··· PAGE TEXT ···

UNITED STATES COURT OF APPEALS FOR THE THIRD CIRCUIT


filed: April 15, 1976.

UNITED STATES OF AMERICA
v.
BENNIE GRAVES, APPELLANT

APPEAL FROM THE UNITED STATES DISTRICT COURT FOR THE WESTERN DISTRICT OF PENNSYLVANIA (D.C. Crim. No. 73-212)

Author: Gibbons

Before ALDISERT, GIBBONS and ROSENN, Circuit Judges

GIBBONS, Circuit Judge

Defendant Bennie Graves was indicted on two counts for violations of various provisions of the Omnibus Crime Control and Safe Streets Act of 1968*fn1 as amended later that year by the Gun Control Act of 1968.*fn2 The first count charges that Graves violated 18 U.S.C. §§ 922(a)(6)*fn3 and 924(a)*fn4 when, in connection with the purchase of a 12-gauge shotgun, he certified in writing to a licensed firearms dealer that he had not been convicted of a crime punishable by imprisonment for a term exceeding one year*fn5 when he knew, in fact, that he had been.*fn6 The second count charges that Graves, having been convicted of a crime punishable by imprisonment for a term exceeding one year, violated 18 U.S.C. Appendix § 1202(a)(1)*fn7 when he willfully and knowingly received and possessed that same shotgun, which had been transported in interstate commerce.

···

(EXERCISE TASKS)
A: Set down the part of the court opinion above exactly, starting at "GIBBONS, Circuit Judge" and ending at "in interstate commerce.".
B: Decide whether each statement below agrees with the court opinion above, and answer yes or no with the deciding words of the opinion quoted exactly: (i) Graves was indicted on three counts. (ii) The shotgun in the second count is the same shotgun as in the first count. (iii) The appeal came from the district court for the Eastern District of Pennsylvania.
C: According to the court opinion above, what kind of gun did Graves purchase?

··· COLLECTED MATERIAL ···

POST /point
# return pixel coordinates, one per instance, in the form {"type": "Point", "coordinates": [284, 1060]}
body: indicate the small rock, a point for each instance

···

(RESPONSE LIST)
A:
GIBBONS, Circuit Judge

Defendant Bennie Graves was indicted on two counts for violations of various provisions of the Omnibus Crime Control and Safe Streets Act of 1968*fn1 as amended later that year by the Gun Control Act of 1968.*fn2 The first count charges that Graves violated 18 U.S.C. §§ 922(a)(6)*fn3 and 924(a)*fn4 when, in connection with the purchase of a 12-gauge shotgun, he certified in writing to a licensed firearms dealer that he had not been convicted of a crime punishable by imprisonment for a term exceeding one year*fn5 when he knew, in fact, that he had been.*fn6 The second count charges that Graves, having been convicted of a crime punishable by imprisonment for a term exceeding one year, violated 18 U.S.C. Appendix § 1202(a)(1)*fn7 when he willfully and knowingly received and possessed that same shotgun, which had been transported in interstate commerce.

B:
(i) No: "indicted on two counts"
(ii) Yes: "received and possessed that same shotgun"
(iii) No: "WESTERN DISTRICT OF PENNSYLVANIA"

C: A 12-gauge shotgun.